» Free-text object descriptions:
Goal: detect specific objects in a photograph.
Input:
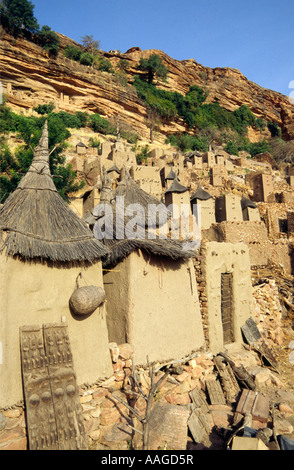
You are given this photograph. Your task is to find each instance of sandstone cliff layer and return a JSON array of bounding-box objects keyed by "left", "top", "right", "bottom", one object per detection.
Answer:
[{"left": 1, "top": 30, "right": 294, "bottom": 142}]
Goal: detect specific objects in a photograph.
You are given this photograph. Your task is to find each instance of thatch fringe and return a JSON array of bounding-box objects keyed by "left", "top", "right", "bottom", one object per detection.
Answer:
[{"left": 103, "top": 237, "right": 195, "bottom": 268}]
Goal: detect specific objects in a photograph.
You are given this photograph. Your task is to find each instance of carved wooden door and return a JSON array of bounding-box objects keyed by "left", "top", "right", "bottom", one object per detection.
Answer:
[
  {"left": 20, "top": 323, "right": 88, "bottom": 450},
  {"left": 221, "top": 273, "right": 234, "bottom": 344}
]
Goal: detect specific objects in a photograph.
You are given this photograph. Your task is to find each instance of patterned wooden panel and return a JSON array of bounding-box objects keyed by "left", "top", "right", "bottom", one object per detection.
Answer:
[
  {"left": 206, "top": 378, "right": 226, "bottom": 405},
  {"left": 20, "top": 325, "right": 58, "bottom": 450},
  {"left": 43, "top": 323, "right": 87, "bottom": 450},
  {"left": 20, "top": 323, "right": 87, "bottom": 450},
  {"left": 221, "top": 273, "right": 234, "bottom": 344}
]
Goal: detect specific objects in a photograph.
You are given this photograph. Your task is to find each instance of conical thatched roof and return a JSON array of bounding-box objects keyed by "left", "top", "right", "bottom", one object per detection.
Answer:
[
  {"left": 165, "top": 177, "right": 188, "bottom": 194},
  {"left": 92, "top": 172, "right": 195, "bottom": 267},
  {"left": 190, "top": 184, "right": 212, "bottom": 202},
  {"left": 114, "top": 171, "right": 170, "bottom": 228},
  {"left": 0, "top": 122, "right": 108, "bottom": 263},
  {"left": 241, "top": 195, "right": 257, "bottom": 210},
  {"left": 165, "top": 168, "right": 177, "bottom": 181}
]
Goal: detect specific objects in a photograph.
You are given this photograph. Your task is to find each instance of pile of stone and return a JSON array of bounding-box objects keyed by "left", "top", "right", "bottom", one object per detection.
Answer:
[
  {"left": 252, "top": 278, "right": 284, "bottom": 347},
  {"left": 78, "top": 341, "right": 294, "bottom": 450},
  {"left": 1, "top": 336, "right": 294, "bottom": 450}
]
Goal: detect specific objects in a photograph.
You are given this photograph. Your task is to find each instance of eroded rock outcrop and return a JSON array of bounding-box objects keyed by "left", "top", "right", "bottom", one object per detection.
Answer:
[{"left": 1, "top": 30, "right": 294, "bottom": 142}]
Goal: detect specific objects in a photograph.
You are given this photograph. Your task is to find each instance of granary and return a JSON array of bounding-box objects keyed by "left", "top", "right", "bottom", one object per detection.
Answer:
[
  {"left": 203, "top": 150, "right": 216, "bottom": 168},
  {"left": 190, "top": 184, "right": 215, "bottom": 230},
  {"left": 210, "top": 166, "right": 223, "bottom": 187},
  {"left": 164, "top": 177, "right": 190, "bottom": 218},
  {"left": 0, "top": 122, "right": 113, "bottom": 407},
  {"left": 92, "top": 173, "right": 205, "bottom": 365},
  {"left": 190, "top": 154, "right": 203, "bottom": 170},
  {"left": 76, "top": 141, "right": 88, "bottom": 155},
  {"left": 164, "top": 167, "right": 177, "bottom": 188},
  {"left": 160, "top": 166, "right": 176, "bottom": 188},
  {"left": 251, "top": 172, "right": 275, "bottom": 203},
  {"left": 241, "top": 196, "right": 260, "bottom": 221},
  {"left": 215, "top": 194, "right": 243, "bottom": 223}
]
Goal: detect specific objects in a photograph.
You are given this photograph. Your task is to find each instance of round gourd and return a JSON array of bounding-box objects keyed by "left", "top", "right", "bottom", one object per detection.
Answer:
[{"left": 69, "top": 285, "right": 105, "bottom": 315}]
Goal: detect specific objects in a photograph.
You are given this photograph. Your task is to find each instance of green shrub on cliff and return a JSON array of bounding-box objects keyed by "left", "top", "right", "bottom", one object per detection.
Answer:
[
  {"left": 64, "top": 45, "right": 83, "bottom": 61},
  {"left": 36, "top": 25, "right": 60, "bottom": 56}
]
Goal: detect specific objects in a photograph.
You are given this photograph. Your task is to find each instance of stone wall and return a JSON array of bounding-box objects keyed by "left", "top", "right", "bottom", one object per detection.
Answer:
[{"left": 204, "top": 220, "right": 293, "bottom": 274}]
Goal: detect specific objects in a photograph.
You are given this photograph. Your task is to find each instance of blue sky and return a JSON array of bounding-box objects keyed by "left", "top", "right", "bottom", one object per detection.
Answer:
[{"left": 32, "top": 0, "right": 294, "bottom": 97}]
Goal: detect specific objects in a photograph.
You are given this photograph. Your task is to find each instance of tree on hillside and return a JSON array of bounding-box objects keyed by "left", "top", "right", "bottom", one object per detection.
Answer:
[
  {"left": 0, "top": 0, "right": 39, "bottom": 36},
  {"left": 36, "top": 25, "right": 60, "bottom": 56},
  {"left": 80, "top": 34, "right": 100, "bottom": 54},
  {"left": 79, "top": 52, "right": 94, "bottom": 66},
  {"left": 145, "top": 108, "right": 162, "bottom": 143},
  {"left": 137, "top": 53, "right": 169, "bottom": 84}
]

» Instructions to follow:
Take exactly the lines from the one containing "instance of sandstone" through the one containing "instance of patterned" in the data above, and output them with nothing added.

» Answer space:
You are given this photograph. Your task is to find each instance of sandstone cliff layer and return a JSON array of bounding-box objects keyed by "left", "top", "right", "bottom", one object per detection.
Answer:
[{"left": 1, "top": 30, "right": 294, "bottom": 142}]
Goal: detect specific objects in a photograph.
You are given this photograph. Your task is to find each instance of thatch fringe and return a JSON array of bounding-box objects keyed by "left", "top", "right", "bottom", one object per detection.
Answer:
[{"left": 103, "top": 237, "right": 195, "bottom": 268}]
Goal: detect specific objects in a photograph.
You are given this photograph. Your task is to find each instance of carved wooden door and return a JSON array of bounding-box objects keyed by "left", "top", "right", "bottom", one object per detection.
Answer:
[
  {"left": 20, "top": 323, "right": 88, "bottom": 450},
  {"left": 221, "top": 273, "right": 234, "bottom": 344}
]
Goal: detect specific objects in a photograph.
You are given this photograph. Your task is to find each instance of patterned wooden panel and return a JSON array of bounding-box objects keyed by "left", "top", "right", "bottom", one object per detection.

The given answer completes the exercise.